>> begin SUPPLIED RECORDS

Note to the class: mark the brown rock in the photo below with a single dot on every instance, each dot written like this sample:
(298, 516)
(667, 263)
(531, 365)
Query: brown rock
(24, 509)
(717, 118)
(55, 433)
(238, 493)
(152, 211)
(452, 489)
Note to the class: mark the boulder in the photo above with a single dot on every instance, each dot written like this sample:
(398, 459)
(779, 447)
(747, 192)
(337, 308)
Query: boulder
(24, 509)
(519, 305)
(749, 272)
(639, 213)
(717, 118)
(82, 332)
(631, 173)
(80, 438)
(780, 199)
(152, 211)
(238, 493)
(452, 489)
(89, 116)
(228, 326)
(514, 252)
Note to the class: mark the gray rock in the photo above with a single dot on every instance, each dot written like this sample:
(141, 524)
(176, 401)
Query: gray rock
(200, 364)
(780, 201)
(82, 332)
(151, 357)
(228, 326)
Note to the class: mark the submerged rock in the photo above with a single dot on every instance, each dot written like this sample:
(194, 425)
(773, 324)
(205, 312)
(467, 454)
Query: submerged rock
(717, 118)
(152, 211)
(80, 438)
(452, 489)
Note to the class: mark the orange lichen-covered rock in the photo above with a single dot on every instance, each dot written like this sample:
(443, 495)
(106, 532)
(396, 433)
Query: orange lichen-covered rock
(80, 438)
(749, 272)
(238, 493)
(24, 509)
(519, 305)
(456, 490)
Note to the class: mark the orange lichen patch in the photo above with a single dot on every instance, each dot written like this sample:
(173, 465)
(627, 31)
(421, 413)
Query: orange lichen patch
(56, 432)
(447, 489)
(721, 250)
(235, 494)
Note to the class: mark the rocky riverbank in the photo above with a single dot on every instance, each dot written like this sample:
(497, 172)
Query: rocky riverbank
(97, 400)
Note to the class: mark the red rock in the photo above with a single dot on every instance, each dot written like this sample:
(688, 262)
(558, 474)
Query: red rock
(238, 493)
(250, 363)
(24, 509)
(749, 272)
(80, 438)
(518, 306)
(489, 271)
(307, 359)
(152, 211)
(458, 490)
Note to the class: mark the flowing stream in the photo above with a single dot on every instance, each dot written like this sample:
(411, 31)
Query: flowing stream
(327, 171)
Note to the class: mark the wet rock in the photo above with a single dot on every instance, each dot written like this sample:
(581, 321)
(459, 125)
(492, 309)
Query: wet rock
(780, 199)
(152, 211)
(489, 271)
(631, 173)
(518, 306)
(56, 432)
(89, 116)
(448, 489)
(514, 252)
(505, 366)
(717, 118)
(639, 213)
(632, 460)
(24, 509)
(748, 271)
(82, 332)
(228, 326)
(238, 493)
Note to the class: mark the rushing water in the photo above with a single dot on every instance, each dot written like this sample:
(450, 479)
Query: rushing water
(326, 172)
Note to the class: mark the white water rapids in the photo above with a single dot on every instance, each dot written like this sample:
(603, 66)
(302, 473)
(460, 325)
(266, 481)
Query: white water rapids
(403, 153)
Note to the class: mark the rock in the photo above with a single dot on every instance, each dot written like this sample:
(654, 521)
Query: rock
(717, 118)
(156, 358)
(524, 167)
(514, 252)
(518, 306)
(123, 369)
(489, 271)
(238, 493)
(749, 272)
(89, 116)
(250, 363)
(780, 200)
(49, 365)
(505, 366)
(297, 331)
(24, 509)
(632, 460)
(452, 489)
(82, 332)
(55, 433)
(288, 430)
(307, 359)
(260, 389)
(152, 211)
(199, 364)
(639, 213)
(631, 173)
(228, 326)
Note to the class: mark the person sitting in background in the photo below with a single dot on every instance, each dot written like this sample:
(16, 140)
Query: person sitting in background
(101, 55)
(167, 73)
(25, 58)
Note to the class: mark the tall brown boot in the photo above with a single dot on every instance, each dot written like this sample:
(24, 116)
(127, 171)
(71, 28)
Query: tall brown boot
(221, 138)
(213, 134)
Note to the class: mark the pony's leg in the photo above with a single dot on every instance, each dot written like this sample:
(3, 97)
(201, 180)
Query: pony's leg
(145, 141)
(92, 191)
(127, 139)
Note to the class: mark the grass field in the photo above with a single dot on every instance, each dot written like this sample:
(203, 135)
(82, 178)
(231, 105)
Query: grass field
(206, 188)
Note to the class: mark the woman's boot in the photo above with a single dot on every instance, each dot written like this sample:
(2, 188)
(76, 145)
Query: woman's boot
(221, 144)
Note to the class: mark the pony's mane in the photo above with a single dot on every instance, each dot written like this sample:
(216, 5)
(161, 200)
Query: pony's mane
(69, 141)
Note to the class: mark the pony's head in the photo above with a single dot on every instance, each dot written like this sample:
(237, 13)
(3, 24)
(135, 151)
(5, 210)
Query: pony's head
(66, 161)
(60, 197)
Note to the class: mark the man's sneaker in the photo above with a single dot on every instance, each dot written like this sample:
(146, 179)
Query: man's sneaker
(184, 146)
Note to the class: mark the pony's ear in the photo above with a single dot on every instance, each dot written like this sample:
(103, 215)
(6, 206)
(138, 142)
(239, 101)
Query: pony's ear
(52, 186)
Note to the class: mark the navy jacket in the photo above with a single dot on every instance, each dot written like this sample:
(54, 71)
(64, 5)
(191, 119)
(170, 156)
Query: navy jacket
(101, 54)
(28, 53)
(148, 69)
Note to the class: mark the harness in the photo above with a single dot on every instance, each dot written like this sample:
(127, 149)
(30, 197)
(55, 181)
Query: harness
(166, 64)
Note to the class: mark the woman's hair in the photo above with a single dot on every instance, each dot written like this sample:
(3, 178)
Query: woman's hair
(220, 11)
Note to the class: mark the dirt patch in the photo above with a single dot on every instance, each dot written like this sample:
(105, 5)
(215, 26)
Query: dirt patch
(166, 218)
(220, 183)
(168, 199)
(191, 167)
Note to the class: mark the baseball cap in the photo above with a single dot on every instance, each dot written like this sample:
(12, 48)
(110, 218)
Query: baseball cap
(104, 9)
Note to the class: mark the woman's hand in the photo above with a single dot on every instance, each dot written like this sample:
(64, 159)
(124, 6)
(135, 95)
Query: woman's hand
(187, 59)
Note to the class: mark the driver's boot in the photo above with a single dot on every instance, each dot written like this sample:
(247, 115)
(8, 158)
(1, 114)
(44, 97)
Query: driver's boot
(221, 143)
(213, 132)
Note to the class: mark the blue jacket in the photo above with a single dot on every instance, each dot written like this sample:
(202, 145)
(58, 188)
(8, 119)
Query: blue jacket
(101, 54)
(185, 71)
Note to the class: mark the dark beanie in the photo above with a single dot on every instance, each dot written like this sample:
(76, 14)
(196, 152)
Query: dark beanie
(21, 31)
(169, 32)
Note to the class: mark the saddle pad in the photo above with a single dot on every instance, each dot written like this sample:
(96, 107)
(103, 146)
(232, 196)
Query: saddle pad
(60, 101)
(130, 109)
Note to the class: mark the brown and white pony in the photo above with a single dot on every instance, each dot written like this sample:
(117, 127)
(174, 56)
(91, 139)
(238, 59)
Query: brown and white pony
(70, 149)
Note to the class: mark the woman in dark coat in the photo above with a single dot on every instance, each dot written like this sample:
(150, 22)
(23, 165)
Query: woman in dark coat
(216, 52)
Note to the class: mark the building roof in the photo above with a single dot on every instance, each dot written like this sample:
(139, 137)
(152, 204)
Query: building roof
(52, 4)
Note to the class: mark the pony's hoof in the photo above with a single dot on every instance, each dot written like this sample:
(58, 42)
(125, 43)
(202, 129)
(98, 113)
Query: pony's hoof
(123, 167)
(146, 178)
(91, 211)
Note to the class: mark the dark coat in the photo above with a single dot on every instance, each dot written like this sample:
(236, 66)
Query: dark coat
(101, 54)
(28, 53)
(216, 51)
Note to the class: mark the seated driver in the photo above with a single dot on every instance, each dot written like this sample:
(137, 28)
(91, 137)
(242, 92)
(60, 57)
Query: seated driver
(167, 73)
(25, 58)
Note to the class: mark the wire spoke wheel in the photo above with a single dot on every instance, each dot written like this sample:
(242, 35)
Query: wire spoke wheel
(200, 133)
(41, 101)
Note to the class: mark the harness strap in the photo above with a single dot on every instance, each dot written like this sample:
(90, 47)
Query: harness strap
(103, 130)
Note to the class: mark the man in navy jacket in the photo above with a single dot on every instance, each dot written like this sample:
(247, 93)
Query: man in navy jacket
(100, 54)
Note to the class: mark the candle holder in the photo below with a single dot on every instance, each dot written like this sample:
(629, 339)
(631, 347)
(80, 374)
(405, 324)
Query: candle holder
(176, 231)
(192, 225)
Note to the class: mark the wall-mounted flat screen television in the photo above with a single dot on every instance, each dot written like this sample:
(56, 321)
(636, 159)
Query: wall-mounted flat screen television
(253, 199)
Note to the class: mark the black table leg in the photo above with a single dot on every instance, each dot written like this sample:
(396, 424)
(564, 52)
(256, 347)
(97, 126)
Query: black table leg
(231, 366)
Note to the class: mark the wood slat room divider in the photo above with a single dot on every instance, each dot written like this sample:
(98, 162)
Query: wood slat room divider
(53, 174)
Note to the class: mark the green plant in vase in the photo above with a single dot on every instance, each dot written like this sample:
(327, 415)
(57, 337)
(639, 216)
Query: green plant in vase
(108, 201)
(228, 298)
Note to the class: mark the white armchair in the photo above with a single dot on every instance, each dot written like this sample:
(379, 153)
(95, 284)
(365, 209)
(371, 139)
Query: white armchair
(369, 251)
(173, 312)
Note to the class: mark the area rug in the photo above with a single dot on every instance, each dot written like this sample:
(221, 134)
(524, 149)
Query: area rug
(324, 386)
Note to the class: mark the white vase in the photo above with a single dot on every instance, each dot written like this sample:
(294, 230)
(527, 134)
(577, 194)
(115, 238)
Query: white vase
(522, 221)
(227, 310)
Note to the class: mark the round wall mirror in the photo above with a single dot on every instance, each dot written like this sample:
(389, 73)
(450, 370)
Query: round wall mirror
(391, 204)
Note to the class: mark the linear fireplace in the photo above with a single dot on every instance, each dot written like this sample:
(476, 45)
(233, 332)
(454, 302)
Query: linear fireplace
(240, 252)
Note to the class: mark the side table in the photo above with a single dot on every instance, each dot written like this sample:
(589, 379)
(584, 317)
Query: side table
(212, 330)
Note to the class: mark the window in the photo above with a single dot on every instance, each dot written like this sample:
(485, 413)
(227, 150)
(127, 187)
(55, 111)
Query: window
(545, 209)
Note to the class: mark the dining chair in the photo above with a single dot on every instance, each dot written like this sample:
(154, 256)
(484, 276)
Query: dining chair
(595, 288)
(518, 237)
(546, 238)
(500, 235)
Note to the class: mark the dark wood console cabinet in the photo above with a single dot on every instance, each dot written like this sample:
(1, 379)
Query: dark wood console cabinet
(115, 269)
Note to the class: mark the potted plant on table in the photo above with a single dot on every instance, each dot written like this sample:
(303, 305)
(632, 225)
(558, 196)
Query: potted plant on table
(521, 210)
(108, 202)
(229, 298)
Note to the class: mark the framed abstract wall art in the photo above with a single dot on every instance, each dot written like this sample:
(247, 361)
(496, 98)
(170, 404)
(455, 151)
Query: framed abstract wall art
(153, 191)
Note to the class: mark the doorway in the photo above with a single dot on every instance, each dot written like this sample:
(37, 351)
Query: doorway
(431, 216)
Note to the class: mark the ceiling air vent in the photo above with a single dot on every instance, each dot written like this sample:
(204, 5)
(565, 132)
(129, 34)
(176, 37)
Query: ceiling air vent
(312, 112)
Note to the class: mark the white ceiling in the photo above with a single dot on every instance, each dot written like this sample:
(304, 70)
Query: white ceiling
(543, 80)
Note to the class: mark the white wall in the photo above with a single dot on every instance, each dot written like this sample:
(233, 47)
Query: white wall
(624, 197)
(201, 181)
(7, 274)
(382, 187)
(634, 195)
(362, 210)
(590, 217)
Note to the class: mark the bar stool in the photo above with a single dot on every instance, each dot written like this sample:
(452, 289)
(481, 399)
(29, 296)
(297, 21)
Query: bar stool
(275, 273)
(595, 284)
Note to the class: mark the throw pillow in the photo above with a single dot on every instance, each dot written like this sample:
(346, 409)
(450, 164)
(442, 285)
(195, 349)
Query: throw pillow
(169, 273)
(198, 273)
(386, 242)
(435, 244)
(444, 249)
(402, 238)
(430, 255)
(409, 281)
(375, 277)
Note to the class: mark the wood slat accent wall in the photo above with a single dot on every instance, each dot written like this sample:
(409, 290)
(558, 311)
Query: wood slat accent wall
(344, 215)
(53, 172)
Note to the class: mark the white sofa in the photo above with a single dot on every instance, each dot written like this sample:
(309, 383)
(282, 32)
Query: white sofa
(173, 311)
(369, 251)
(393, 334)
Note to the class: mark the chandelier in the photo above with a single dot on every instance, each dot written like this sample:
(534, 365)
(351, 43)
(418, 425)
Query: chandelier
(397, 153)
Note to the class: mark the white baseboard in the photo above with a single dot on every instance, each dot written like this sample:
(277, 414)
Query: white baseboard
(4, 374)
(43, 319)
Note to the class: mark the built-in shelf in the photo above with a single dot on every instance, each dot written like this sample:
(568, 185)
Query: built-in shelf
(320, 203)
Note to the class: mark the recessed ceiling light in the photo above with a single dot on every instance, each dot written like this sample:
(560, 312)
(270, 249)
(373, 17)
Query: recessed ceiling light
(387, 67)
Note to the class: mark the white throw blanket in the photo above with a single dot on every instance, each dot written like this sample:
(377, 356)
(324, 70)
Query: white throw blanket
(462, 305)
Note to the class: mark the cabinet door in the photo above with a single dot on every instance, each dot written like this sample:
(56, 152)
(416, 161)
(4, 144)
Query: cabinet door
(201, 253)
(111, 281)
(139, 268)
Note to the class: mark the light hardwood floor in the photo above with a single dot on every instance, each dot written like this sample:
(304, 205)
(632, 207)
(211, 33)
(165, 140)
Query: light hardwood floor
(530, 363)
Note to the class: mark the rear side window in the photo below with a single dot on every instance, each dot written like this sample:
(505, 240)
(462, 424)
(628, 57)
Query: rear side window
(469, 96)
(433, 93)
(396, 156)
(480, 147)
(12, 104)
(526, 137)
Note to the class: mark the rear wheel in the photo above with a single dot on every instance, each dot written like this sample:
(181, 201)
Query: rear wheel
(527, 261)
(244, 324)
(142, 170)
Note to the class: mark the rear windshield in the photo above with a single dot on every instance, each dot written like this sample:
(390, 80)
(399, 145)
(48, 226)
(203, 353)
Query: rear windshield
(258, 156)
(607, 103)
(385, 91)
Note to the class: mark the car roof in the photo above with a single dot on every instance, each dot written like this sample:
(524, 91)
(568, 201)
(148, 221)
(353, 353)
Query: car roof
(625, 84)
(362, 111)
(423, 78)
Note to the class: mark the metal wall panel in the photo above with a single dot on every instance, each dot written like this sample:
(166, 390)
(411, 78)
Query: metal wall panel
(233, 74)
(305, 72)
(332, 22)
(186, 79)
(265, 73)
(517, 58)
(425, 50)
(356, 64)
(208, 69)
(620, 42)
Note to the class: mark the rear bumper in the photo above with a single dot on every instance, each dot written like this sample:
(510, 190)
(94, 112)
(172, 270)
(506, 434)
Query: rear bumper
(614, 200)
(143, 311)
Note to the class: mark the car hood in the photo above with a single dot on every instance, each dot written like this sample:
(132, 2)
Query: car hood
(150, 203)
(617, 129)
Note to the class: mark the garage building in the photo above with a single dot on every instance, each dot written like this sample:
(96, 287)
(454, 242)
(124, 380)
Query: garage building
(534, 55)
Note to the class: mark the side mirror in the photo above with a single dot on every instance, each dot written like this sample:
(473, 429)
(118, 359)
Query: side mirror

>> end SUPPLIED RECORDS

WHAT IS REQUIRED:
Take the line that contains "Note to the class: mark the car hood" and each line after it down to the last of the records, and retype them exactly; add nothing else.

FINAL ANSWER:
Note to the class: mark the car hood in the photo above with a single dot on every instance, each dot written like this sample:
(132, 2)
Query: car hood
(150, 203)
(617, 129)
Note to the class: mark the garage building in the photo above with a single dot on every instance, each dot written like this sample:
(96, 287)
(454, 242)
(124, 380)
Query: garage building
(534, 55)
Note to the class: mark the side mirror in the photo above with a single dot on every instance, each dot written like this sample:
(473, 429)
(118, 359)
Query: side mirror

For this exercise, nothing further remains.